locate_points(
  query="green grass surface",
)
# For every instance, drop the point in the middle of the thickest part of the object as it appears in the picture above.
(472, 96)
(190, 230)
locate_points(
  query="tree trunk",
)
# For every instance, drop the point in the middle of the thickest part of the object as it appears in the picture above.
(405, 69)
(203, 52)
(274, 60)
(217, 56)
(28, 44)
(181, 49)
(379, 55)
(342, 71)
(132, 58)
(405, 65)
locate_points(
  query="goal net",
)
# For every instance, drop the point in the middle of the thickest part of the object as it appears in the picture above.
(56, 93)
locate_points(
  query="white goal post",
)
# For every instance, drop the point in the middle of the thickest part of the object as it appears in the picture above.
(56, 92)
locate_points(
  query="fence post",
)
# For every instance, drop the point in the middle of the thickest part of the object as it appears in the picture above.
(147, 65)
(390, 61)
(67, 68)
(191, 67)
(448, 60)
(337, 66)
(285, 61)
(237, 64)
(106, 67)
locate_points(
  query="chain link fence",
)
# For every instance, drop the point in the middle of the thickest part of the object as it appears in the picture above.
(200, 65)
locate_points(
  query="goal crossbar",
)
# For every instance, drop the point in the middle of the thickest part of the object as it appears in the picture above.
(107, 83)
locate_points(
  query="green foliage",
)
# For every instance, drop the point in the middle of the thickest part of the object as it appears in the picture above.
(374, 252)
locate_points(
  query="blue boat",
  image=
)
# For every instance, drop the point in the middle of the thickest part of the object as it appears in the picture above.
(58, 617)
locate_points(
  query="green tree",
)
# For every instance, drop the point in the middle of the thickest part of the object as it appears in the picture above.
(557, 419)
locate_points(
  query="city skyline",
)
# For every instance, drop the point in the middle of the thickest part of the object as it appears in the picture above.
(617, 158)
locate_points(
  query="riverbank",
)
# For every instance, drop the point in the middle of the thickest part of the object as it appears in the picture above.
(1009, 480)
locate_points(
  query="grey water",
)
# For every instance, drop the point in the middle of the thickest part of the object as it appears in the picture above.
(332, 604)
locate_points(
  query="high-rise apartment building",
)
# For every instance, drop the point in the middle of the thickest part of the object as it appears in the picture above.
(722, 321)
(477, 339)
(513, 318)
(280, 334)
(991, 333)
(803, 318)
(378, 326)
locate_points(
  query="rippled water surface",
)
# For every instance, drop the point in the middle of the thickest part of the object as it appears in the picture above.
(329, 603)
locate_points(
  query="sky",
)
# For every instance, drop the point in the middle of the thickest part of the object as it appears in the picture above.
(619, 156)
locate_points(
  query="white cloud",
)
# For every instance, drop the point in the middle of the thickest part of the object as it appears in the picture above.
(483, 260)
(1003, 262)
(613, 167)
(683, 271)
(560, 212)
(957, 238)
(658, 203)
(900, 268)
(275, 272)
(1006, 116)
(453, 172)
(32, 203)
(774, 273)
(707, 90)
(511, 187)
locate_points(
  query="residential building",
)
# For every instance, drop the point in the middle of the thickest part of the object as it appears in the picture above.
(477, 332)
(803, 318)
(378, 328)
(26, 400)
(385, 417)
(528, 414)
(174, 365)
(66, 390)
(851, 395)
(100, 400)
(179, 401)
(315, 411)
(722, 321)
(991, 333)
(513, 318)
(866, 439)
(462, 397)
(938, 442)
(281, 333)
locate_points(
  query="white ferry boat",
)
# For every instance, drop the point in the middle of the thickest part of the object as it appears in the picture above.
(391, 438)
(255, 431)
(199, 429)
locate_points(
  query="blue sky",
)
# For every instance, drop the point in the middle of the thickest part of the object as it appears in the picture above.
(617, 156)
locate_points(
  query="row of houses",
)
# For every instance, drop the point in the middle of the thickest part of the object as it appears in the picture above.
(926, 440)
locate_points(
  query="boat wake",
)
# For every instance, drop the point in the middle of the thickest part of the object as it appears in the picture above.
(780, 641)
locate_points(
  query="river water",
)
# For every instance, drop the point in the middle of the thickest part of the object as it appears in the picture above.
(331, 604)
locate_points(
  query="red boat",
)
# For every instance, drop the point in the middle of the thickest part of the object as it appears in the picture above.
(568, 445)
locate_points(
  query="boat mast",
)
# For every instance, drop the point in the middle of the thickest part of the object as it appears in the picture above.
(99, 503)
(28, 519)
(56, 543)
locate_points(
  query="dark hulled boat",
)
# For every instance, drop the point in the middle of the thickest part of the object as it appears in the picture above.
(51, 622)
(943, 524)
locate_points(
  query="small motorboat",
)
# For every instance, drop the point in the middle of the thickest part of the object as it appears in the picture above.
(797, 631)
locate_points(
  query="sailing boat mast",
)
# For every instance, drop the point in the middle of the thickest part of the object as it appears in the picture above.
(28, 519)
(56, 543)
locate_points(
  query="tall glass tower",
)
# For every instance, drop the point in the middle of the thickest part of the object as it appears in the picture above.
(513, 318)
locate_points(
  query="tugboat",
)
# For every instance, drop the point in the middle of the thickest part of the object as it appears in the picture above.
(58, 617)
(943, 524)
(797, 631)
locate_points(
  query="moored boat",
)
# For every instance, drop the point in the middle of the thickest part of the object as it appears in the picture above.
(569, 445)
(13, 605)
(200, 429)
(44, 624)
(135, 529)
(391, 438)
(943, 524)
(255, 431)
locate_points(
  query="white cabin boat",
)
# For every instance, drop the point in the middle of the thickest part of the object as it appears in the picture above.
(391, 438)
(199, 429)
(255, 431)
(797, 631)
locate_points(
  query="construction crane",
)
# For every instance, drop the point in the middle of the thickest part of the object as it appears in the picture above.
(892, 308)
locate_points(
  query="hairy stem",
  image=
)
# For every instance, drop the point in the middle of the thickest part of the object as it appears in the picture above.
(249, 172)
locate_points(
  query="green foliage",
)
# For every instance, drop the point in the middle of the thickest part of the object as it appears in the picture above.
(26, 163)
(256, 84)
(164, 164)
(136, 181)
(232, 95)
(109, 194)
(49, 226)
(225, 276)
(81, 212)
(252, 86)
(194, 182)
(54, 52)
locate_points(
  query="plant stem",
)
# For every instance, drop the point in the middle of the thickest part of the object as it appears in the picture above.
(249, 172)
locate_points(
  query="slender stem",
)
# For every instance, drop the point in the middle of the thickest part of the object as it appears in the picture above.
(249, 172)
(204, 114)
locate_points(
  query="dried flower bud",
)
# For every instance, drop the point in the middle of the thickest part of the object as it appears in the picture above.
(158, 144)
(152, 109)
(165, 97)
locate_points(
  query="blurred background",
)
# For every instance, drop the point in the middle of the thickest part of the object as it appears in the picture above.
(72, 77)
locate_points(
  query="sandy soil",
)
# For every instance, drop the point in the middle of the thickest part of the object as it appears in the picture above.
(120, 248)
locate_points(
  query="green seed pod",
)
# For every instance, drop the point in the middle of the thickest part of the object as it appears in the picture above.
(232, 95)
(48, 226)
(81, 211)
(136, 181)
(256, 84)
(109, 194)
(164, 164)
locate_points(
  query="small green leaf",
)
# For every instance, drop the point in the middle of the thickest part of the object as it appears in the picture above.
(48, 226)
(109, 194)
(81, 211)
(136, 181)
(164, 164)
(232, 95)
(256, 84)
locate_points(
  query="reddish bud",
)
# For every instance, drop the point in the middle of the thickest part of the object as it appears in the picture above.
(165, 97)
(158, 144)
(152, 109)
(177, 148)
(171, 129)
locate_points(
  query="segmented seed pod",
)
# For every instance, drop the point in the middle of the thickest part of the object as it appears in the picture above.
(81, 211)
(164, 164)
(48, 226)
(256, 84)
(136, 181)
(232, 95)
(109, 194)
---
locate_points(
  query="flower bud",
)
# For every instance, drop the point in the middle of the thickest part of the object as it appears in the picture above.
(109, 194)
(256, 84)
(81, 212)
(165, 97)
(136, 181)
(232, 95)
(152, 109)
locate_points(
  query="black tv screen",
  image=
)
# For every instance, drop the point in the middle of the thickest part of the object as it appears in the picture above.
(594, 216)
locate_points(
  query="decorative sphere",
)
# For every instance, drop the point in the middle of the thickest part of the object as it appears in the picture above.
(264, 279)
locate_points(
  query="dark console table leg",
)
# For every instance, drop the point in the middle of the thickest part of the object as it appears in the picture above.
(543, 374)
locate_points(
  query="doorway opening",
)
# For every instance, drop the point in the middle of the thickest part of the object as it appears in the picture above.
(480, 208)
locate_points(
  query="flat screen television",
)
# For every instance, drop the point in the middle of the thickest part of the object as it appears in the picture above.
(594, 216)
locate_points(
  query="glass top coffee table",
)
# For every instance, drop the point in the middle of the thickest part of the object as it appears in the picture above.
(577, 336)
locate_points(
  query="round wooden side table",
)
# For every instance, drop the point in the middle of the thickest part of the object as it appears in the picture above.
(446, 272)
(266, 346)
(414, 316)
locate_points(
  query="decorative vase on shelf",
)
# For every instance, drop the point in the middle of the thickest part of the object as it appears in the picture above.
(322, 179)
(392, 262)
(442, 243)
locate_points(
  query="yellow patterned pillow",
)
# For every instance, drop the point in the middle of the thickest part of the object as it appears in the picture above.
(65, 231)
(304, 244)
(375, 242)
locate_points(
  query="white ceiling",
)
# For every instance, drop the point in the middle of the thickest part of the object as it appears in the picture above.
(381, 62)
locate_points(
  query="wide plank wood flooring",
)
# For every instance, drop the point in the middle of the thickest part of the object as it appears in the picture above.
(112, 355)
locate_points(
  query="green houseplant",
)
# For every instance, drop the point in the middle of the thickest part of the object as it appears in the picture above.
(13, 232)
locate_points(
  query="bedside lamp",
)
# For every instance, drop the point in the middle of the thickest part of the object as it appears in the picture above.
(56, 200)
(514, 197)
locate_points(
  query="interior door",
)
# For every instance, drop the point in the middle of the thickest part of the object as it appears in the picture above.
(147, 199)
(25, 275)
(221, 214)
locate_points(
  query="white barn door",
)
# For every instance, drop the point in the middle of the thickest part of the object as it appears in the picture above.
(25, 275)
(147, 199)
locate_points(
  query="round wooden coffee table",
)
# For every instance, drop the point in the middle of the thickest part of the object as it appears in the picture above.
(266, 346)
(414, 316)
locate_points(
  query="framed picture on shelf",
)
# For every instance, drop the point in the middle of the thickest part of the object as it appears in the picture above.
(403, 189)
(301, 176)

TASK INSTRUCTIONS:
Of all the entries above, how many lines contain "post"? Give the number alone.

WORKED SOLUTION:
2